- **GIVEN TASK 1**: In the records, change "jersey" to "shirt" in the lines from the one with "Where is the blue jersey sleeve?" up to and including the one with "[484,402,587,479]". Return only those lines, with nothing else altered.

- **TEXT EXTRACT**:
────────────────

Unknown reporter writes

Reproduce: - open "Language support" - "Language for menus and windows" tab - install Japanese language - drag "Japanese" to top of list - logout and login - start recoll, start indexing - "Indexing failed" dialog message

using ppa:recoll-backports/recoll-1.15-on since 1.23.1-1ppa1xenial1

Thank you for reading this.

medoc writes

I guess that you are running ubuntu xenial. Is this true (could be mint or some others too) ?

What desktop are you running (Unity/xfce/gnome, etc.) ?

prevh writes

  • Ubuntu MATE

  • 16.04.2 LTS (Xenial Xerus) 64 bit

  • MATE 1.12.1

  • I installed with 16.04.2 iso image.

  • All packages are up to date. (Linux 4.8.0-46-generic x86_64)

medoc writes

Thanks.

Before I try to reproduce the issue, could you please follow the instructions in here: https://bitbucket.org/medoc/recoll/wiki/WhyIsMyFileNotIndexed and attach the end of the indexing log file so that we have an idea of what the cause could be ?

prevh writes

Is this the correct way?

#!bash

~$ mkdir .recoll
mkdir: ディレクトリ `.recoll' を作成できません: ファイルが存在します
~$ rm -r .recoll
~$ mkdir .recoll
~$ ls -a .recoll
.  ..

────────────────

- **RECORDS**:
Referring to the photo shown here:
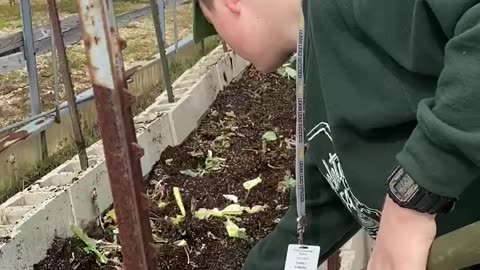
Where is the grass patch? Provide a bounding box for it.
[0,38,219,203]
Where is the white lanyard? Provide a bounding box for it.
[295,6,306,245]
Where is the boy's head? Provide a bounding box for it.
[193,0,300,72]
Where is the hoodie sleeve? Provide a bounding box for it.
[397,1,480,197]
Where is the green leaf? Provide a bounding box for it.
[105,208,117,223]
[225,219,247,239]
[180,169,200,177]
[225,111,237,118]
[245,205,268,214]
[262,131,277,142]
[222,204,244,216]
[173,187,186,217]
[243,176,262,191]
[223,194,238,203]
[173,239,187,247]
[70,224,108,265]
[158,201,168,209]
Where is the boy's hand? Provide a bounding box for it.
[368,196,437,270]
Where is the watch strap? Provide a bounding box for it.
[387,166,455,214]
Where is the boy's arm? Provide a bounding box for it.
[397,1,480,204]
[368,3,480,270]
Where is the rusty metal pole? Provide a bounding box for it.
[47,0,88,170]
[77,0,156,270]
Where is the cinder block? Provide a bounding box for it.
[0,43,251,270]
[67,161,112,226]
[138,114,173,176]
[0,205,33,225]
[0,225,13,237]
[36,172,78,187]
[0,191,73,270]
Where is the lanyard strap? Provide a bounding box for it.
[295,6,306,245]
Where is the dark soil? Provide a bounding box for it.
[34,69,295,270]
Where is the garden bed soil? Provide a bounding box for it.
[34,68,295,270]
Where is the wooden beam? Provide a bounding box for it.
[0,6,152,74]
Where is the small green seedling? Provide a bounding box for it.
[225,219,247,239]
[262,131,277,142]
[171,187,186,225]
[70,224,108,265]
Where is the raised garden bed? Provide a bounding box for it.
[34,68,295,270]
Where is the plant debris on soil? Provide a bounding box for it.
[34,68,295,270]
[0,0,193,127]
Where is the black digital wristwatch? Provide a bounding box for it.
[387,166,456,214]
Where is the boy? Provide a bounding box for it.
[194,0,480,270]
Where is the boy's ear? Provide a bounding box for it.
[223,0,242,14]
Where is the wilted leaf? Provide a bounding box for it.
[152,233,168,244]
[158,201,168,209]
[194,208,223,219]
[222,204,244,216]
[173,239,187,247]
[105,208,117,224]
[225,219,247,239]
[245,205,268,214]
[225,111,237,118]
[170,215,185,225]
[189,151,203,157]
[243,176,262,191]
[262,131,277,142]
[70,225,108,265]
[173,187,186,216]
[223,194,238,203]
[180,169,200,177]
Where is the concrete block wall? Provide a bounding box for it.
[0,37,218,198]
[0,46,253,270]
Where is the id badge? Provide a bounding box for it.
[284,245,320,270]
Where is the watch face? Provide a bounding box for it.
[390,174,418,202]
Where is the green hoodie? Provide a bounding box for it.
[303,0,480,237]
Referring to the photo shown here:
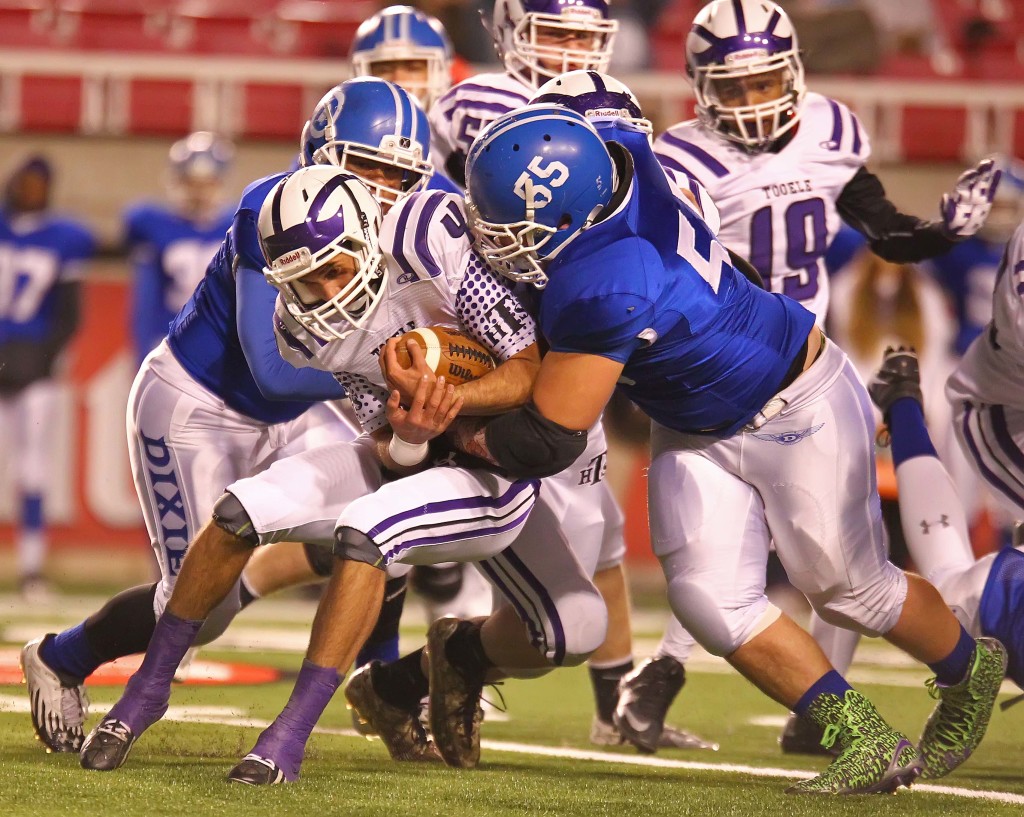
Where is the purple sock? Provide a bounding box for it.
[251,660,341,782]
[889,397,938,466]
[793,670,853,716]
[928,627,975,687]
[106,610,203,737]
[39,621,102,686]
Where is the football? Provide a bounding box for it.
[395,327,497,386]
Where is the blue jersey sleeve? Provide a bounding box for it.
[231,210,345,400]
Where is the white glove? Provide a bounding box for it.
[939,159,1001,239]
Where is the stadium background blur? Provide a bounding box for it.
[0,0,1024,589]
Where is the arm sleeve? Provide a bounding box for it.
[836,167,955,263]
[234,264,345,401]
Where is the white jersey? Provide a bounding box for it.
[274,190,537,432]
[948,224,1024,409]
[654,93,870,324]
[428,74,535,182]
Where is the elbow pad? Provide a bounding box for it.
[484,402,587,479]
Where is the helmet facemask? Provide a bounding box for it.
[693,51,806,153]
[502,7,618,88]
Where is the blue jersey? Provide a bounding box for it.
[541,139,814,436]
[980,548,1024,689]
[0,209,96,343]
[168,173,344,423]
[125,204,231,358]
[928,235,1006,357]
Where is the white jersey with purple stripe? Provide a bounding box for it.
[274,190,537,432]
[949,224,1024,409]
[654,93,870,324]
[428,74,535,184]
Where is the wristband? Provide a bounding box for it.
[387,434,430,468]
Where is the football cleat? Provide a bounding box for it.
[227,755,288,786]
[920,638,1007,780]
[590,715,719,751]
[427,616,484,769]
[612,655,686,754]
[345,661,441,763]
[79,717,136,772]
[785,689,922,794]
[20,633,89,753]
[778,713,839,757]
[867,346,924,422]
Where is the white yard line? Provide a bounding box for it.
[0,695,1024,806]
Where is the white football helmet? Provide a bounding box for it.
[258,165,387,341]
[529,71,653,135]
[686,0,807,152]
[490,0,618,88]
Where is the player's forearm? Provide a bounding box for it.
[456,347,541,415]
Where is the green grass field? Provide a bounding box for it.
[0,602,1024,817]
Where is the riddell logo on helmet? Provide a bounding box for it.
[725,48,768,66]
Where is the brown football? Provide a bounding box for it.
[395,327,497,385]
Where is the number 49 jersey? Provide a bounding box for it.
[654,93,870,324]
[274,191,537,432]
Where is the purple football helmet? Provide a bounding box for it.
[259,165,387,341]
[686,0,806,152]
[490,0,618,88]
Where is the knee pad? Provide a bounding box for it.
[302,543,334,578]
[334,527,387,570]
[213,490,259,548]
[548,591,608,667]
[808,562,906,637]
[669,577,770,657]
[409,562,469,604]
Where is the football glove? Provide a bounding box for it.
[939,159,1001,240]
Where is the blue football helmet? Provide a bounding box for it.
[258,165,388,341]
[300,77,434,211]
[529,71,653,135]
[466,104,616,289]
[686,0,807,152]
[490,0,618,88]
[349,6,452,111]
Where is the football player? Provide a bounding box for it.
[867,346,1024,724]
[430,0,618,186]
[124,131,234,363]
[647,0,998,748]
[946,210,1024,518]
[22,79,431,751]
[457,105,1006,793]
[0,156,95,602]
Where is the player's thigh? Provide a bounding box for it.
[338,468,540,566]
[128,366,260,590]
[953,401,1024,516]
[647,448,770,607]
[739,363,888,596]
[227,435,383,547]
[477,499,607,665]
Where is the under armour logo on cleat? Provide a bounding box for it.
[754,423,825,445]
[920,514,949,535]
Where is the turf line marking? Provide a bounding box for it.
[0,695,1024,806]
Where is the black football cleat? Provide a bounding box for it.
[79,718,135,772]
[227,755,288,786]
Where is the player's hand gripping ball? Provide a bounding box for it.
[395,327,497,386]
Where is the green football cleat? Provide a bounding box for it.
[786,689,921,794]
[920,638,1007,780]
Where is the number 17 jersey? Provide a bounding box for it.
[654,93,870,325]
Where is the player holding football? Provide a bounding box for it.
[22,79,431,751]
[638,0,998,749]
[124,131,233,363]
[467,105,1006,793]
[0,156,95,602]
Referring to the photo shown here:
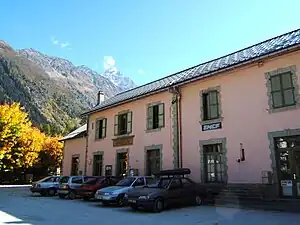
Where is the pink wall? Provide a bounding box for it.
[62,137,86,176]
[182,52,300,183]
[87,92,173,175]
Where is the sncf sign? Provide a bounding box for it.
[202,122,222,131]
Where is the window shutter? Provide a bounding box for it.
[101,118,107,138]
[127,112,132,134]
[95,120,100,139]
[114,115,119,136]
[147,106,153,130]
[158,103,165,127]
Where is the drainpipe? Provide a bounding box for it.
[83,115,90,176]
[169,86,183,168]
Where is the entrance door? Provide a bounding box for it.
[275,136,300,197]
[71,156,79,176]
[116,152,128,176]
[146,149,161,176]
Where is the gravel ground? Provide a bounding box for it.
[0,188,300,225]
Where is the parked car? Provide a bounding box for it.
[77,176,122,201]
[95,176,155,206]
[57,176,89,200]
[30,176,60,196]
[125,168,210,212]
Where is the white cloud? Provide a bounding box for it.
[137,69,145,75]
[60,42,70,48]
[51,37,72,50]
[103,56,116,70]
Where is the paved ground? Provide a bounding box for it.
[0,188,300,225]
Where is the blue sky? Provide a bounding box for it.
[0,0,300,85]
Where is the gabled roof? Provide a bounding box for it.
[83,29,300,115]
[60,124,87,141]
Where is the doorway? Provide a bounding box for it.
[145,149,161,176]
[274,136,300,198]
[71,155,79,176]
[116,152,128,176]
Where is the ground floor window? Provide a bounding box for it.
[93,154,103,176]
[116,152,128,176]
[146,149,161,176]
[71,156,79,176]
[203,144,225,183]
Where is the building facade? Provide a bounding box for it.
[61,30,300,197]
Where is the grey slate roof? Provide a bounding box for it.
[84,29,300,114]
[60,124,87,141]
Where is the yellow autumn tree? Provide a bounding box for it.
[0,103,45,171]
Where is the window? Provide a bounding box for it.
[203,144,225,183]
[147,103,165,130]
[146,177,157,185]
[114,112,132,136]
[270,72,296,109]
[95,118,107,139]
[202,90,220,120]
[133,177,145,187]
[93,155,103,176]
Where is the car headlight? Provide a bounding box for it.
[139,196,149,200]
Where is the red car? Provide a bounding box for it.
[77,176,122,201]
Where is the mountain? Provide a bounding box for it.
[0,41,136,133]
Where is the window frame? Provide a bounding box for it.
[265,65,300,114]
[146,102,165,131]
[114,110,133,136]
[95,118,107,140]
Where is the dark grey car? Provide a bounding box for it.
[58,176,88,199]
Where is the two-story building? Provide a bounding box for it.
[63,30,300,197]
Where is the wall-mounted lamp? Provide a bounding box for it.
[236,143,246,163]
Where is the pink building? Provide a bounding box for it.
[63,30,300,197]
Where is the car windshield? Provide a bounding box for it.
[84,177,99,185]
[59,176,69,184]
[116,177,135,187]
[148,178,171,189]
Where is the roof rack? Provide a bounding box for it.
[154,168,191,177]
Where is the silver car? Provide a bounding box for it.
[95,176,155,206]
[30,176,60,196]
[57,176,88,199]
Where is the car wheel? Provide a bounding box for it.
[58,194,66,198]
[48,188,56,196]
[68,191,76,200]
[117,196,124,206]
[195,195,203,205]
[153,198,164,213]
[83,196,91,201]
[130,204,139,211]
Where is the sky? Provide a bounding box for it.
[0,0,300,85]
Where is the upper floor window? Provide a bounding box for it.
[114,112,132,136]
[265,66,300,113]
[95,118,107,139]
[147,103,165,130]
[270,72,296,109]
[202,90,220,121]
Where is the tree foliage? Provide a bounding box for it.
[0,103,63,171]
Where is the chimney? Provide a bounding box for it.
[97,91,104,105]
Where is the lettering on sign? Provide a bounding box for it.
[113,136,134,147]
[202,122,222,131]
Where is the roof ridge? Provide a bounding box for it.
[115,28,300,96]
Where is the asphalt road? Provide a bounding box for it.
[0,188,300,225]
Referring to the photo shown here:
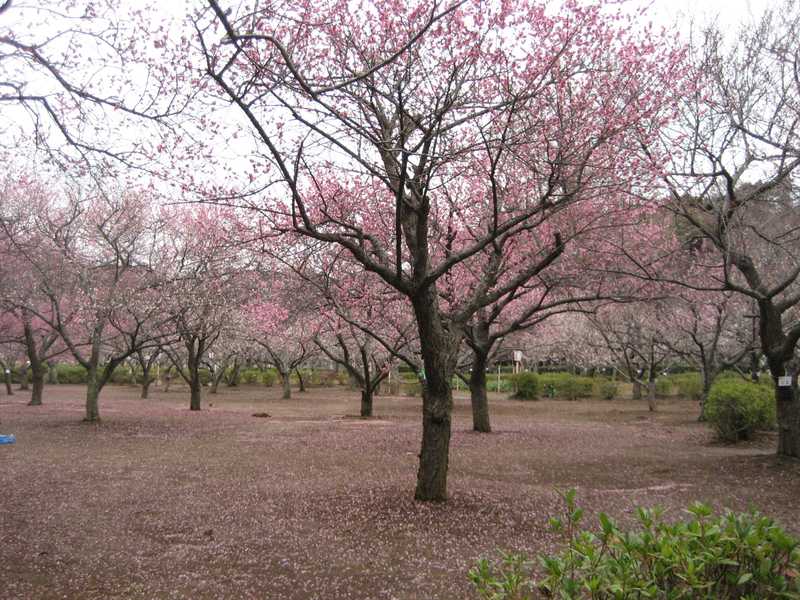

────────────────

- **GIVEN TASK 2**:
Answer these questions about the Recoll indexing thread:
(a) Which language is installed in the steps to reproduce the failure?
(b) Which PPA is the reporter using?
(c) What MATE version does prevh list?

- **REPLY 1**:
Where is the blue shirt sleeve? Provide a bounding box for it.
[231,210,345,400]
Where is the white glove? Provide a bounding box for it.
[939,159,1001,239]
Where is the stadium background blur? Provide a bounding box for it.
[0,0,1024,589]
Where is the arm sleeve? Provide a bounding box for it.
[836,167,955,263]
[234,264,345,401]
Where is the white shirt? Provide a bounding box for it.
[274,190,537,432]
[948,224,1024,409]
[654,93,870,324]
[428,74,535,182]
Where is the elbow pad? Provide a bounding box for it.
[484,402,587,479]

- **REPLY 2**:
(a) Japanese
(b) ppa:recoll-backports/recoll-1.15-on
(c) MATE 1.12.1